**Required action**
The response should consist of every line below, restated exactly, with no pictures.

++++ Recorded data

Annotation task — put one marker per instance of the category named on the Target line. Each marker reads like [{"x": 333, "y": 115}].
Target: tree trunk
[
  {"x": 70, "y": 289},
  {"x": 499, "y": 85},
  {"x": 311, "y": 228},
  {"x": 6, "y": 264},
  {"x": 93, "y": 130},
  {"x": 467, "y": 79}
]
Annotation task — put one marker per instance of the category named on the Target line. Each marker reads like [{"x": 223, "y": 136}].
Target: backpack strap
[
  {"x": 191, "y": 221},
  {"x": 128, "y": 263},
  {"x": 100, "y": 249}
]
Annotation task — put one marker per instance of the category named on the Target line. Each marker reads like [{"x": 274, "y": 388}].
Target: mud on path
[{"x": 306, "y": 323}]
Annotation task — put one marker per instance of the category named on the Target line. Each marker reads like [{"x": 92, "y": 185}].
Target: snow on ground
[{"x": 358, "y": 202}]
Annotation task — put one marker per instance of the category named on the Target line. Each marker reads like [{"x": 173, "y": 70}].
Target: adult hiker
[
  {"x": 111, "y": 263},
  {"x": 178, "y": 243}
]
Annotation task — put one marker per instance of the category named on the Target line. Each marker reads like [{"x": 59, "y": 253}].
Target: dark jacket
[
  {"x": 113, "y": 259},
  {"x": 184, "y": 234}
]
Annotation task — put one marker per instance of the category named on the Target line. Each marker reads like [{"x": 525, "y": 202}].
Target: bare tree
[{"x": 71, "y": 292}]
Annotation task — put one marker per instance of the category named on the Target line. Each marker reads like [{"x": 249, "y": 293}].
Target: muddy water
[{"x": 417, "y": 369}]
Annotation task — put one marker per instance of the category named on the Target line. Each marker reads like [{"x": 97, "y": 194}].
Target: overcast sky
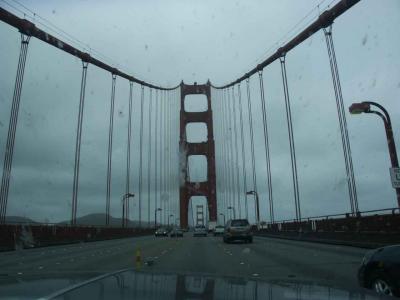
[{"x": 165, "y": 42}]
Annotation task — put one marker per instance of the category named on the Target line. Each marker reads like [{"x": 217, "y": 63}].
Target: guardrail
[
  {"x": 23, "y": 236},
  {"x": 366, "y": 229}
]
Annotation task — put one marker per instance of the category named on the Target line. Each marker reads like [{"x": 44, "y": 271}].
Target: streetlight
[
  {"x": 155, "y": 216},
  {"x": 125, "y": 198},
  {"x": 365, "y": 107},
  {"x": 171, "y": 215},
  {"x": 234, "y": 212},
  {"x": 258, "y": 207},
  {"x": 221, "y": 214}
]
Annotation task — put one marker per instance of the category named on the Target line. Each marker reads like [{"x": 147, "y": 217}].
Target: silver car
[{"x": 238, "y": 229}]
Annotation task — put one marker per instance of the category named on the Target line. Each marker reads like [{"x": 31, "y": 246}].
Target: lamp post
[
  {"x": 221, "y": 214},
  {"x": 234, "y": 212},
  {"x": 171, "y": 215},
  {"x": 365, "y": 107},
  {"x": 155, "y": 216},
  {"x": 125, "y": 198},
  {"x": 258, "y": 206}
]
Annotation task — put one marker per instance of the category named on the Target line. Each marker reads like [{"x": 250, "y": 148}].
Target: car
[
  {"x": 200, "y": 230},
  {"x": 219, "y": 230},
  {"x": 176, "y": 232},
  {"x": 380, "y": 270},
  {"x": 238, "y": 229},
  {"x": 161, "y": 232},
  {"x": 211, "y": 226}
]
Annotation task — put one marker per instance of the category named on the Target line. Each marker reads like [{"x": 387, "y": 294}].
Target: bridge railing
[
  {"x": 382, "y": 220},
  {"x": 20, "y": 236}
]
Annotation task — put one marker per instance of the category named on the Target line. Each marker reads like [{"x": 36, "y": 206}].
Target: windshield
[
  {"x": 239, "y": 223},
  {"x": 244, "y": 139}
]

++++++++

**Written response**
Annotation task — put one marker per instance of the category named on the Target line. Each marker reads like [{"x": 333, "y": 115}].
Target: tree trunk
[
  {"x": 70, "y": 289},
  {"x": 499, "y": 85},
  {"x": 311, "y": 228},
  {"x": 6, "y": 264},
  {"x": 93, "y": 130},
  {"x": 467, "y": 79}
]
Annotation task — put one marker per instance of the category named on the Target line. Each marker reads like [{"x": 223, "y": 136}].
Target: backpack strap
[
  {"x": 191, "y": 221},
  {"x": 128, "y": 263},
  {"x": 100, "y": 249}
]
Annotation task — put one marker per instance of the category named on the Target line. Each marker reads like [{"x": 274, "y": 388}].
Target: mud on path
[{"x": 306, "y": 323}]
Annotation task — put one marker per instance of the category named on the Target line. Each marker reads like [{"x": 92, "y": 185}].
Target: snow on ground
[{"x": 358, "y": 202}]
Annotation task — put one marker per instance of the category named on the Target line. Each marker reads like [{"x": 173, "y": 70}].
Target: adult hiker
[
  {"x": 111, "y": 263},
  {"x": 178, "y": 243}
]
Annotation task — put one marker per instance of the category named on the Target line. Each marker reads like [{"x": 59, "y": 253}].
Target: dark jacket
[
  {"x": 113, "y": 259},
  {"x": 184, "y": 234}
]
Annotation task — put one marker per instance of the category named on the Target line. Each marker reads like [{"x": 525, "y": 202}].
Target: bare tree
[{"x": 71, "y": 292}]
Annotation task — put one marker per instance of the category named on the Target line. Each marker reads like [{"x": 249, "y": 293}].
Target: muddy water
[{"x": 417, "y": 369}]
Annotation task — put one marker per instance of the category named on the Target line. Each marker reads like [{"x": 97, "y": 194}].
Target: overcast sky
[{"x": 165, "y": 42}]
Annotation task — put one marker per instance of the category named on the Target line. Each marker reads like [{"x": 217, "y": 63}].
Target: guardrail
[
  {"x": 23, "y": 236},
  {"x": 366, "y": 229}
]
Annotation task — put one marker per instance of the category named on the Target line. Each marker reads like [{"x": 44, "y": 271}].
Target: streetlight
[
  {"x": 155, "y": 216},
  {"x": 125, "y": 198},
  {"x": 365, "y": 107},
  {"x": 171, "y": 215},
  {"x": 234, "y": 212},
  {"x": 258, "y": 207},
  {"x": 221, "y": 214}
]
Annotation task — put one marker per instance of the category named on the Target line. Each marker reads like [{"x": 147, "y": 217}].
Target: silver car
[{"x": 238, "y": 229}]
Annotation task — put one marker per instance of the category named on the Target line. Each marker reads like [{"x": 31, "y": 246}].
Target: lamp post
[
  {"x": 221, "y": 214},
  {"x": 234, "y": 212},
  {"x": 171, "y": 215},
  {"x": 365, "y": 107},
  {"x": 155, "y": 216},
  {"x": 125, "y": 198},
  {"x": 258, "y": 206}
]
Annotation task — put one marker per instance of the category named on the Target line. Each marker reads like [{"x": 250, "y": 148}].
Target: car
[
  {"x": 200, "y": 230},
  {"x": 219, "y": 230},
  {"x": 176, "y": 232},
  {"x": 380, "y": 270},
  {"x": 238, "y": 229},
  {"x": 161, "y": 232},
  {"x": 211, "y": 226}
]
Annotation task — put one marker per instance of the category named on the Target line. Each marker reads like [{"x": 387, "y": 294}].
Target: bridge railing
[
  {"x": 382, "y": 220},
  {"x": 20, "y": 236}
]
Annotation task — put one marker per instance of the category named on the Target line. Each marker reads like [{"x": 36, "y": 206}].
Target: windshield
[
  {"x": 239, "y": 223},
  {"x": 244, "y": 139}
]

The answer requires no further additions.